▶ _WHAT TO DO_
Copy out every one of the records below word for word, leaving each line unchanged.

▶ _DATA PROVIDED_
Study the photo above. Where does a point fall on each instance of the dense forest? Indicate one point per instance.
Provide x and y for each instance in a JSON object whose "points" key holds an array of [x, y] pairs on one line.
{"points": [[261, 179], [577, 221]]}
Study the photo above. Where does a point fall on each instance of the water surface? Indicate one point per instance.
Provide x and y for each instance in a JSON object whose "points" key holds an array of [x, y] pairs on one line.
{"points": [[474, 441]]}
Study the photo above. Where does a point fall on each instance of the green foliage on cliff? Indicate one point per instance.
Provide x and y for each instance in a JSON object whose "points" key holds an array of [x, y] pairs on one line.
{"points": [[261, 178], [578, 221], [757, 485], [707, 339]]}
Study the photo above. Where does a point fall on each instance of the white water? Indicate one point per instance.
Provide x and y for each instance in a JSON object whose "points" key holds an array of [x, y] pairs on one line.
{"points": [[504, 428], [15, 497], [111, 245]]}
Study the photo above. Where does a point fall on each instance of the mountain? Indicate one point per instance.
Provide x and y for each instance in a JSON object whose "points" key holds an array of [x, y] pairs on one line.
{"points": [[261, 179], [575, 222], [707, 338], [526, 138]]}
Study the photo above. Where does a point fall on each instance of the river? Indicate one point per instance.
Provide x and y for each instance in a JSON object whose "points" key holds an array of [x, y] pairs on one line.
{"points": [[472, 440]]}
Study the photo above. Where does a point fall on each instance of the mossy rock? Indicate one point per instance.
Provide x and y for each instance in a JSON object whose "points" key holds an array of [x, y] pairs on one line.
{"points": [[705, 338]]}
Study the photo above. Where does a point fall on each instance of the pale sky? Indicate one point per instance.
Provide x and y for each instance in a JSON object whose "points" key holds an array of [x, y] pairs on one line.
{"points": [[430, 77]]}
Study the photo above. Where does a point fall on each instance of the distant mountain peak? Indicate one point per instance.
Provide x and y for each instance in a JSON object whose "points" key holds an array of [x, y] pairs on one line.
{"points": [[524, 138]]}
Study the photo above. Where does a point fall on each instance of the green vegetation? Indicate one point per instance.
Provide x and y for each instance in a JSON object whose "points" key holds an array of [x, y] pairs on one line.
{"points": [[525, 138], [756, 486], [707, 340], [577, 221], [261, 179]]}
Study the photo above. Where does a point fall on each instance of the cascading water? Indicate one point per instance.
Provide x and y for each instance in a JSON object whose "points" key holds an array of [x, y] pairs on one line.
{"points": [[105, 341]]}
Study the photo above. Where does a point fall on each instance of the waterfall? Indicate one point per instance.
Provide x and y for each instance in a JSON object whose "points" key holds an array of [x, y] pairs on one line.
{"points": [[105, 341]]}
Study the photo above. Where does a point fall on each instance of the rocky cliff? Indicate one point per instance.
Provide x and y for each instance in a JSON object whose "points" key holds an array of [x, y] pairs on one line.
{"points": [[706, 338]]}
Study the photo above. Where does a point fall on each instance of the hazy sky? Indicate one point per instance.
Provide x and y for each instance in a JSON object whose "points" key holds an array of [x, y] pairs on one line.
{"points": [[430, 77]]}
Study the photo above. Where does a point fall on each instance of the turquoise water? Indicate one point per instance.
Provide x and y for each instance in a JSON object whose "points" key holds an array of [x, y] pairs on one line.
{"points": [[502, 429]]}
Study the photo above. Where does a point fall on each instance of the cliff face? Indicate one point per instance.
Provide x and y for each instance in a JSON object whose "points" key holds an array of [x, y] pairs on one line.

▶ _TASK OUTPUT_
Study the photo above. Where does a point fall on each instance of the dense forest? Indicate one point per instance.
Provide x and y for each instance in a JSON object whose "points" key holds an array of [x, y] pairs on one line.
{"points": [[261, 179], [577, 221]]}
Study the photo above. Where does a point fall on each instance of the water surface? Indicate one point per instance.
Provide x and y for each instance in a JSON object whose "points" key holds an array of [x, y] pairs on one line.
{"points": [[474, 441]]}
Study the photo above. Where does a point fall on each instance of the green foliage on cliff? Indicate one point per instance.
Provide x and y for each instance in a JSON object whose "points" key holds an array of [x, y] pairs on one line.
{"points": [[261, 178], [578, 221], [757, 485], [707, 339]]}
Study the photo above. Where does a point fall on each instance of the white water? Indicate one point per instance.
Provide x and y for each instance in a JSON object whose "points" key holds an array of [x, y] pairs on one line.
{"points": [[504, 428], [15, 497], [111, 245]]}
Study the photo above. Where does a point fall on each instance of the mountain? Indicate one point per instance.
Provide x and y for each instance in a JSON object whose "points" key holds an array of [x, y] pairs on one line.
{"points": [[261, 179], [575, 222], [707, 338], [526, 138]]}
Study the photo above. Where does a point fall on each instance of the river? Indicate one point per instance.
Provide x and y for each instance in a JSON object whose "points" key holds an array of [x, y] pairs on one line.
{"points": [[472, 440]]}
Study the photo above. Where does a point fall on each instance of the mossy rock? Indicate one point per instance.
Provide x and y for each instance in a JSON object whose "points" key holds an array of [x, y] pairs on one line.
{"points": [[705, 338]]}
Study the photo above. Where does a point fall on each instance of the pale sky? Indicate one point per instance.
Provide x and y for each instance in a JSON object whose "points" key holds an array of [x, y] pairs on one line.
{"points": [[430, 77]]}
Study the photo above. Where does a point fall on each instance of the distant mountain peak? Indicate one point per instance.
Provide x and y for each instance in a JSON object whose "points" key holds an array of [x, y] pairs on one line.
{"points": [[524, 138]]}
Study the photo above. Where does a point fall on each instance of the green vegetation? Indicate one point per instance.
Provide x and y for each instance in a JSON object whose "points" key holds an array of [x, y] pairs on one line.
{"points": [[525, 138], [756, 486], [707, 340], [577, 221], [261, 179]]}
Study the photo above. Where does a point fall on each instance of the cascading water? Indicate one point per instance.
Provide x and y for each instance in a JSON object whose "points" key holds an array of [x, y] pairs on one line.
{"points": [[105, 341]]}
Study the photo above. Where does a point fall on each instance of the waterfall? Indicate one point per instance.
Provide x and y for each instance in a JSON object whose "points" key holds an array of [x, y] pairs on one line.
{"points": [[105, 341]]}
Study the photo above. Where does a point fall on each instance of the rocky cliff? Indicate one point per instance.
Provide x and y for each instance in a JSON object whose "points" key holds an array of [x, y] pairs on one line.
{"points": [[706, 338]]}
Study the photo above. Where does a point fall on each instance of the hazy sky? Indicate one point per instance.
Provide x and y for each instance in a JSON object whose "points" key holds an array of [x, y] pairs on one line.
{"points": [[430, 77]]}
Study the photo above. Where does a point fall on each instance of the turquoise water? Indicate one point per instance.
Provide x and y for each instance in a JSON object whose "points" key holds an array of [x, y] pairs on one line.
{"points": [[502, 429]]}
Study the photo above. Where does a point fall on each instance of the cliff face? Indicate one point per instance.
Provide x and y for each instance in a JSON object whose "points" key holds an array of [x, y] pairs on one line.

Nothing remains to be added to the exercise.